Wedding Anniversary Date: September 7, 2001
How she knew her husband was the one for her:
“I met my husband through his Aunt Rhonda. I began working with Rhonda in September of 1999, only two months after I took a pledge of celibacy and TOTALLY rededicated my life to Yahweh. After only three weeks of working together, she inquired of my 'status'. I told her that I was single and was not looking. She told me that she liked my spirit and thought I would be a good match for her nephew who resided in Massachusetts. We continued to talk and before the long, the conversation switched to a different topic, and that was the last that I had heard of her nephew.
In June of 2000, Rhonda informed me that she had had a telephone conversation with her nephew the night before and had mentioned me to him. She stated that she intended to give him my phone number, but had forgotten my phone number at work. She entreated me to call him. I totally refused at first...only to find his name, email address and phone number being shoved in my hand, and me being shoved into my office with a plea of a promise that I would call or email him that same day. After vacillating about if calling him would be appropriate and the right thing to do, I acquiesced to her wishes, and promised that I would send an email that day.
I prayed before typing and sending the email. My prayer was simple. 'Give me the right words to say, and if this is not YOUR will, don’t allow him to respond.' I received a response in less than one hour. The response was both funny and captivating.

## RAW DATA

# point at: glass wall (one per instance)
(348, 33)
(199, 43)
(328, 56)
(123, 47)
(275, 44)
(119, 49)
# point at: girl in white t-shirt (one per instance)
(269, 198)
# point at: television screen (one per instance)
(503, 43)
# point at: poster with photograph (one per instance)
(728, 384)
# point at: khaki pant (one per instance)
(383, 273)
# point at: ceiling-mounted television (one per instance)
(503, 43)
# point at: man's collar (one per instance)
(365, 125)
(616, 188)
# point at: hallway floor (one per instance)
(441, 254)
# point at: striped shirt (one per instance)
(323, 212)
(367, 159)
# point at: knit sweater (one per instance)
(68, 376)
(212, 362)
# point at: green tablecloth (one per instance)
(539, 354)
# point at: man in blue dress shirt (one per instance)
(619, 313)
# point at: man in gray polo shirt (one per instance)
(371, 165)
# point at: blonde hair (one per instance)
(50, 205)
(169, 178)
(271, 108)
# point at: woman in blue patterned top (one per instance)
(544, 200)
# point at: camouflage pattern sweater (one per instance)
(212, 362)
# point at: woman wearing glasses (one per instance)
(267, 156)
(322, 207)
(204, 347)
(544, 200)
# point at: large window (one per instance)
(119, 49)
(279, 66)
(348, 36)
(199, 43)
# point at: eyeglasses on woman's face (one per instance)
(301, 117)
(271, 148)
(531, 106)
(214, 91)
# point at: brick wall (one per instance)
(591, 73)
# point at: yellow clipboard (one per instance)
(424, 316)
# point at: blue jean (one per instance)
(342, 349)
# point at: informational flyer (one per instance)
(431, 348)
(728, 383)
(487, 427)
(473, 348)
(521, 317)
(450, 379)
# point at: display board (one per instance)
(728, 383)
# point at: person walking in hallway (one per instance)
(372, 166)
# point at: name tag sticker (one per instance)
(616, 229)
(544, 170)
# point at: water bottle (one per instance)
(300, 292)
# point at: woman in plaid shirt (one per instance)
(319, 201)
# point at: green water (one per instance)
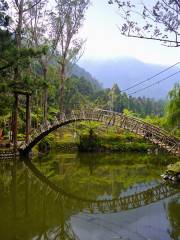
(88, 197)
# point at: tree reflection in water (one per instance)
(32, 208)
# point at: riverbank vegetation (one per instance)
(31, 61)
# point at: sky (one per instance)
(104, 40)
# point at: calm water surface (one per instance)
(88, 197)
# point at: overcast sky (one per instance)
(104, 40)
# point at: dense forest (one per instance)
(39, 56)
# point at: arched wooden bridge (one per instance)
(153, 133)
(136, 200)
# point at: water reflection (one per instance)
(35, 207)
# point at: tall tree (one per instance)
(66, 20)
(173, 109)
(157, 21)
(37, 32)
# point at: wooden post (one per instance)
(27, 117)
(15, 122)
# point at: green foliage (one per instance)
(173, 107)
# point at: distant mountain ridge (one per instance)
(81, 72)
(129, 71)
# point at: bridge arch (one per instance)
(153, 133)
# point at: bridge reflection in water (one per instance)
(42, 210)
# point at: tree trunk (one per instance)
(45, 112)
(28, 118)
(61, 89)
(18, 37)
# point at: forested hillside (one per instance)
(31, 61)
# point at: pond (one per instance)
(88, 197)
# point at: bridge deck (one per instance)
(154, 134)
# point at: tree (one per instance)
(66, 22)
(173, 109)
(37, 24)
(159, 21)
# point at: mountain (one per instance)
(129, 71)
(81, 72)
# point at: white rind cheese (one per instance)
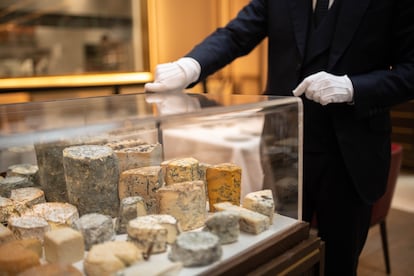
(142, 182)
(261, 202)
(196, 249)
(250, 221)
(186, 202)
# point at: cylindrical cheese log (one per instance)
(92, 176)
(223, 184)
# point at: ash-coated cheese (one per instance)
(225, 225)
(180, 170)
(51, 270)
(107, 258)
(185, 201)
(29, 227)
(92, 175)
(139, 156)
(250, 221)
(64, 246)
(147, 235)
(57, 214)
(261, 202)
(16, 258)
(196, 249)
(223, 184)
(95, 228)
(131, 207)
(28, 196)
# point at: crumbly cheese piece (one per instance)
(162, 268)
(196, 249)
(181, 170)
(250, 221)
(5, 234)
(261, 202)
(15, 258)
(142, 182)
(29, 171)
(28, 196)
(57, 214)
(64, 246)
(131, 207)
(225, 225)
(29, 227)
(92, 170)
(51, 270)
(139, 156)
(223, 184)
(95, 228)
(148, 235)
(10, 183)
(109, 257)
(185, 201)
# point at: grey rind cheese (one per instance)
(95, 228)
(139, 156)
(142, 182)
(196, 249)
(131, 207)
(92, 175)
(10, 183)
(225, 225)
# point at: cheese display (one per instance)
(131, 207)
(51, 270)
(196, 249)
(161, 268)
(92, 170)
(261, 202)
(185, 201)
(57, 214)
(29, 227)
(142, 182)
(28, 196)
(139, 156)
(180, 170)
(5, 234)
(223, 184)
(250, 221)
(225, 225)
(15, 258)
(63, 246)
(147, 234)
(107, 258)
(10, 183)
(95, 228)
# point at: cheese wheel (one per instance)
(196, 249)
(107, 258)
(223, 184)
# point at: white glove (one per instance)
(173, 102)
(325, 88)
(174, 76)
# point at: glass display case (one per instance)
(259, 134)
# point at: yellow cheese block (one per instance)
(223, 184)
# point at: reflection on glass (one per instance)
(60, 37)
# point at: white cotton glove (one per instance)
(174, 76)
(325, 88)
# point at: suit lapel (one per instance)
(349, 18)
(300, 10)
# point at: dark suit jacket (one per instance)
(373, 44)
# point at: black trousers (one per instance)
(343, 220)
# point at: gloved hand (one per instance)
(174, 76)
(173, 102)
(325, 88)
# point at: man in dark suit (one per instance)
(349, 66)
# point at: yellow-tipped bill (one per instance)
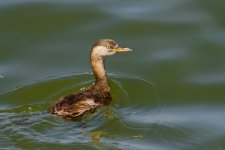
(119, 49)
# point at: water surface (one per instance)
(167, 94)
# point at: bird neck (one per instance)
(97, 63)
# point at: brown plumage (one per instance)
(75, 105)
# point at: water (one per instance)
(167, 94)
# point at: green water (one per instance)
(168, 94)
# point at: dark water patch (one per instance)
(25, 119)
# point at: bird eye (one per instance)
(108, 46)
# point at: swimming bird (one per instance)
(76, 105)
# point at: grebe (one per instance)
(76, 105)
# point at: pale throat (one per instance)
(97, 63)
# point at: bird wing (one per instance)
(78, 108)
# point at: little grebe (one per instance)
(75, 105)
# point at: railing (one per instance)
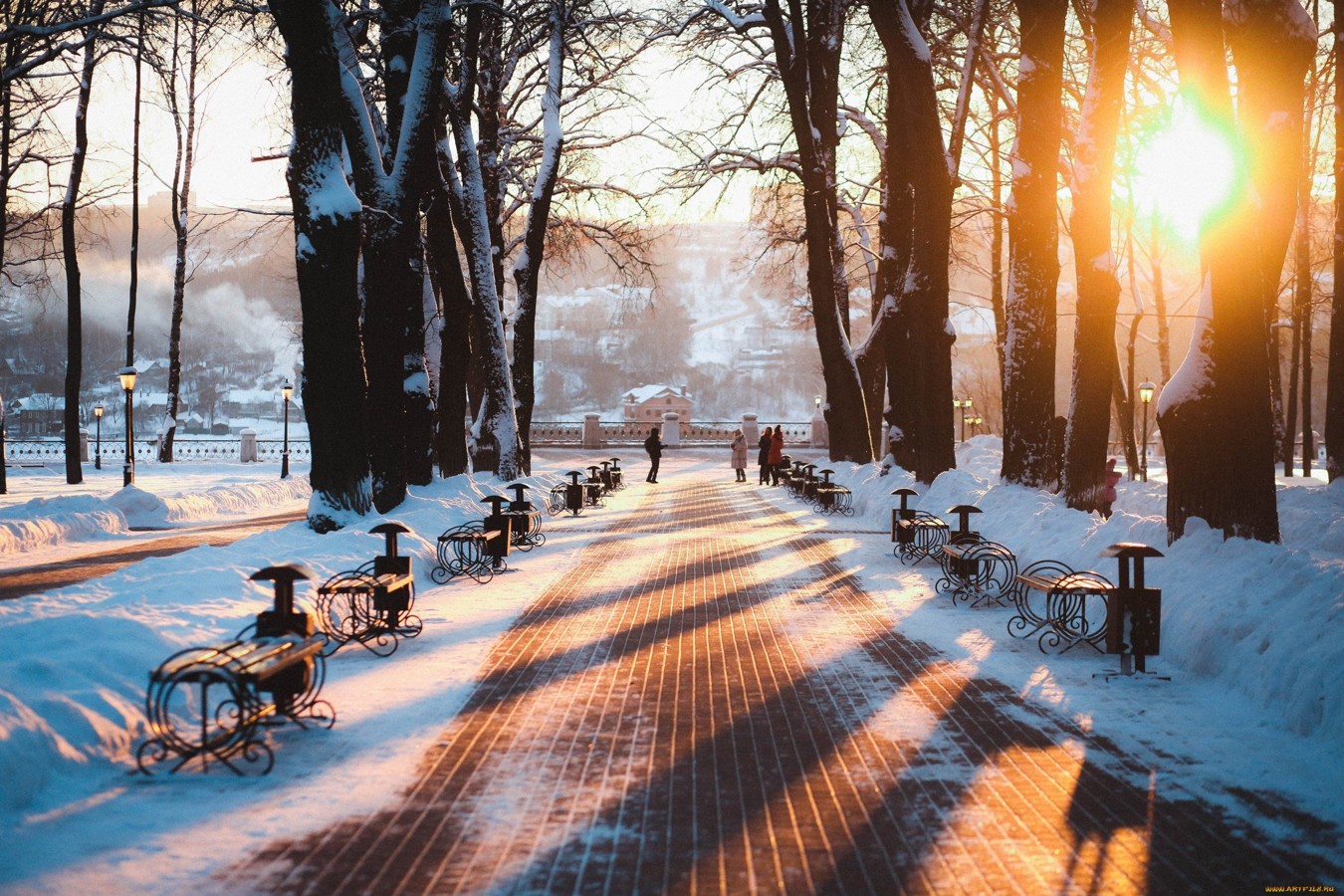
(37, 452)
(630, 431)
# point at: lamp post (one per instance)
(4, 487)
(287, 389)
(97, 454)
(127, 384)
(1145, 395)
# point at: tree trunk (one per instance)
(454, 341)
(1033, 249)
(327, 265)
(131, 292)
(920, 371)
(806, 49)
(498, 423)
(180, 210)
(1098, 289)
(527, 270)
(1335, 372)
(70, 253)
(1216, 414)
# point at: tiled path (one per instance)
(729, 714)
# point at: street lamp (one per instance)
(127, 384)
(1145, 395)
(287, 389)
(97, 456)
(4, 487)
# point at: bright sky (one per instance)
(244, 113)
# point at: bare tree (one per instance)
(1033, 251)
(1335, 373)
(803, 46)
(327, 265)
(1216, 414)
(1098, 287)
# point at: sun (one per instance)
(1185, 172)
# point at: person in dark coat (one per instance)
(740, 456)
(764, 456)
(776, 454)
(1108, 495)
(653, 445)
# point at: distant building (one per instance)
(648, 403)
(38, 414)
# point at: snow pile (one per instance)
(1260, 619)
(46, 522)
(1247, 638)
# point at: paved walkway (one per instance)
(729, 714)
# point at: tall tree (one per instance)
(183, 96)
(1098, 287)
(805, 42)
(1216, 414)
(70, 251)
(1033, 249)
(327, 220)
(1335, 372)
(914, 296)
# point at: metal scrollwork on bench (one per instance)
(464, 550)
(371, 604)
(217, 702)
(978, 571)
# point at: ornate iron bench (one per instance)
(979, 572)
(832, 497)
(217, 702)
(917, 534)
(1062, 621)
(465, 550)
(372, 603)
(526, 520)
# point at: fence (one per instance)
(557, 434)
(39, 452)
(544, 434)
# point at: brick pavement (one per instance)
(723, 711)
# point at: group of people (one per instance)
(769, 454)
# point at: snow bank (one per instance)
(1260, 619)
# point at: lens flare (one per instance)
(1185, 172)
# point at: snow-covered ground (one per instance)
(1250, 639)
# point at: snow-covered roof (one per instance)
(641, 394)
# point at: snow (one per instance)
(1255, 664)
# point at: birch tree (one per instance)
(70, 251)
(1098, 287)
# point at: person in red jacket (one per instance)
(776, 454)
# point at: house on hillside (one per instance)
(648, 403)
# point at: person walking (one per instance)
(653, 445)
(776, 454)
(740, 456)
(764, 456)
(1109, 493)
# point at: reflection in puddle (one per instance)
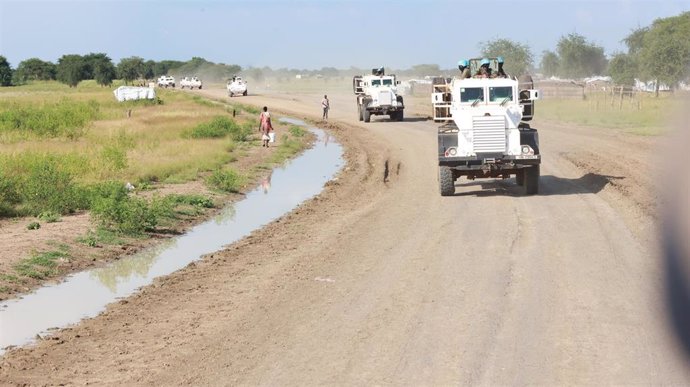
(87, 293)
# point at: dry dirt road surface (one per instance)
(382, 281)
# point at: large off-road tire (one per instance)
(520, 177)
(446, 182)
(366, 114)
(531, 180)
(525, 81)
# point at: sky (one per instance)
(311, 34)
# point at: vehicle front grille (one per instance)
(489, 134)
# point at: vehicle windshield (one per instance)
(472, 94)
(500, 94)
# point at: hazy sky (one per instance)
(311, 34)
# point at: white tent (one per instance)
(129, 93)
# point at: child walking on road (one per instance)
(325, 104)
(265, 127)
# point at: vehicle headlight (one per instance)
(527, 150)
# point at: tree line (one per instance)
(659, 52)
(72, 68)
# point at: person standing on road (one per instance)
(265, 126)
(325, 104)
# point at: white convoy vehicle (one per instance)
(166, 81)
(377, 95)
(191, 83)
(237, 86)
(486, 134)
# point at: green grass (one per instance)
(40, 265)
(643, 115)
(65, 118)
(220, 127)
(101, 236)
(226, 180)
(59, 141)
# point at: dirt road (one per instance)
(382, 281)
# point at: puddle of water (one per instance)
(86, 294)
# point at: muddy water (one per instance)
(86, 294)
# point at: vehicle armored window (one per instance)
(472, 94)
(500, 94)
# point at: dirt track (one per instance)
(382, 281)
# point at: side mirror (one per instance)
(530, 95)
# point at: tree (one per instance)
(130, 68)
(35, 69)
(623, 69)
(549, 63)
(104, 72)
(72, 69)
(580, 58)
(518, 57)
(5, 72)
(665, 51)
(149, 69)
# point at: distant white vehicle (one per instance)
(166, 81)
(237, 86)
(190, 82)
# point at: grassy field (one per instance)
(642, 115)
(58, 143)
(68, 149)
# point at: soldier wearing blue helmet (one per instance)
(500, 72)
(484, 69)
(464, 67)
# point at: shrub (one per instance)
(115, 209)
(227, 180)
(49, 216)
(40, 265)
(45, 186)
(192, 200)
(9, 196)
(99, 237)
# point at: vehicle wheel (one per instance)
(531, 180)
(520, 177)
(445, 181)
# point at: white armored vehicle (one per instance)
(166, 81)
(237, 86)
(191, 83)
(377, 95)
(486, 134)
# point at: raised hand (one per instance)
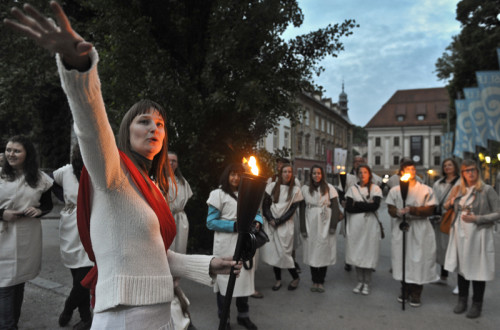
(56, 38)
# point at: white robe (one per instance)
(471, 251)
(21, 239)
(320, 247)
(225, 244)
(73, 254)
(420, 240)
(177, 204)
(363, 230)
(278, 251)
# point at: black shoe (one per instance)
(65, 317)
(83, 325)
(245, 321)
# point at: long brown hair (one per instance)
(160, 167)
(277, 187)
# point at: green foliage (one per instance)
(219, 67)
(473, 49)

## REQUIREMENTS
Please quote the courtship account word for word, from "I prayed before" up to and including "funny and captivating.". You won't need the records for this.

## EXERCISE ANSWER
I prayed before typing and sending the email. My prayer was simple. 'Give me the right words to say, and if this is not YOUR will, don’t allow him to respond.' I received a response in less than one hour. The response was both funny and captivating.